Selection:
============

We assume a Dirichlet prior distribution for \(\varvec{\Uptheta}\) and \(\varvec{\Upphi} = \{\varvec{\Upphi}_{{\bf 1}_{\bf z}}, \varvec{\Upphi}_{{\bf 2}_{{\bf z,w}_{\bf 1}}}, \ldots, \varvec{\Upphi}_{{\bf n}_{{\bf z,w}_{\bf 1}}}\}\) with hyperparameters α and \(\beta = \{\beta_1, \beta_2, \ldots, \beta_n\}\), respectively. We assume symmetric Dirichlet distributions with scalar parameters α and β such that \(\alpha = \sum\nolimits_{k=1}^T \frac{\alpha_k}{T}, \beta_1 = \sum\nolimits_{v=1}^V \frac{\beta_{1,v}}{V}\), and \(\beta_j = \sum\nolimits_{w_1=1}^V \sum\nolimits_{w_2=1}^V \frac{\beta_{(w_1, w_2)_j}}{V^2}\) for 1 < j ≦  N. Note the parameters \(\alpha_k, \beta_{1,v}\), and \(\beta_{(w_1, w_2)_j}\) are the components of the hyperparameters α, β ₁, and β _j , respectively, in the case of non-symmetric Dirichlet distributions. The joint probability of observations and latent topics can be obtained by marginalizing over the hidden parameters \(\Uptheta\) and \(\Upphi\). These relations are then used for inference and parameter estimation in Eqs. (1–3), where \(p({\bf z}|\alpha), p(\user2{w}_{\bf 1}|{\bf z}, \beta_1)\), and \(p(\user2{w}_{\user2{j}}|\user2{w}_{\bf 1}, \beta_j)\) resulting in the following. Note, derivation details can be found in the "Appendix" and in [8].

============

Objectives:
1) According to the passage on Dirichlet priors, how is the joint probability of observations and latent topics obtained?
2) Carry on the passage on Dirichlet priors from its final sentence.

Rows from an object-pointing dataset
============

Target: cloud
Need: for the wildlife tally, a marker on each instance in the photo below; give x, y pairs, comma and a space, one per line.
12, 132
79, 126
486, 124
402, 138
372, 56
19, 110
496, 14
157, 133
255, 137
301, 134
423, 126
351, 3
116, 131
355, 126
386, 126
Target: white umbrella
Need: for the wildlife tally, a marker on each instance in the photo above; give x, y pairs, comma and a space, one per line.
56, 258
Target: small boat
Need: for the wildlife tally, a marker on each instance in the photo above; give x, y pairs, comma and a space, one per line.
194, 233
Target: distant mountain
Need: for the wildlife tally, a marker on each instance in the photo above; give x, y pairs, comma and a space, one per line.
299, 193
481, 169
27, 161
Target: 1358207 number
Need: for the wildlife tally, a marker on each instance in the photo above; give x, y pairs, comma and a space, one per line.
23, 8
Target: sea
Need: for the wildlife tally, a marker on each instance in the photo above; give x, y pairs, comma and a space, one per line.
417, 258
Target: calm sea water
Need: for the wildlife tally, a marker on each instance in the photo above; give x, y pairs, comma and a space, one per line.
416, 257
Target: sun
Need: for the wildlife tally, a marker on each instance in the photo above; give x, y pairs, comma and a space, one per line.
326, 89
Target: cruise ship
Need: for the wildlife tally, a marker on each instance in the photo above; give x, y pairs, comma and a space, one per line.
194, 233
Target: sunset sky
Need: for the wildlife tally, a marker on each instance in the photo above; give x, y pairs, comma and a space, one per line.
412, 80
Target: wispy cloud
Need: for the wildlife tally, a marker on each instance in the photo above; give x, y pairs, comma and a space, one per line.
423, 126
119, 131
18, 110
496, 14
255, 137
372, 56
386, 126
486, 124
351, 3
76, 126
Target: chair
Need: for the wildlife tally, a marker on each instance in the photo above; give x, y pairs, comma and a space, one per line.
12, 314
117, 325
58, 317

============

Responses to the exercise:
1) It is obtained by marginalizing over the hidden parameters Θ and Φ.

2)
$$ \begin{aligned} p({\bf z}|\alpha) &= \prod_{m=1}^M \frac{B(n_m + \alpha)}{B(\alpha)} \nonumber \\ &\quad \text{where } n_m = \{ n_m^k\}_{k=1}^T \end{aligned} $$

(4)

$$ \begin{aligned} p(\user2{w}_{\bf 1}|{\bf z},\beta_1) &= \prod_{k=1}^T \frac{B(n_k + \beta_1)}{B(\beta_1)} \nonumber \\ &\quad\text{where } n_k = \{ n_k^t\}_{t=1}^V \end{aligned} $$

(5)

and for 1 < j ≤ n  

$$ \begin{aligned}p(\user2{w}_{\user2{j}}|\user2{w}_{\bf 1}, {\bf z},\beta_j) &= \prod_{k=1}^T \frac{B(n_{k_j^{\prime}} + \beta_j)}{B(\beta_j)} \nonumber\\ &\quad\text{where } n_{k_j^{\prime}} = \{n_{k_j^{\prime}}^{(t_1,t_2)_j}\}_{t_1=1,t_2=1}^{V,V} \end{aligned} $$

(6)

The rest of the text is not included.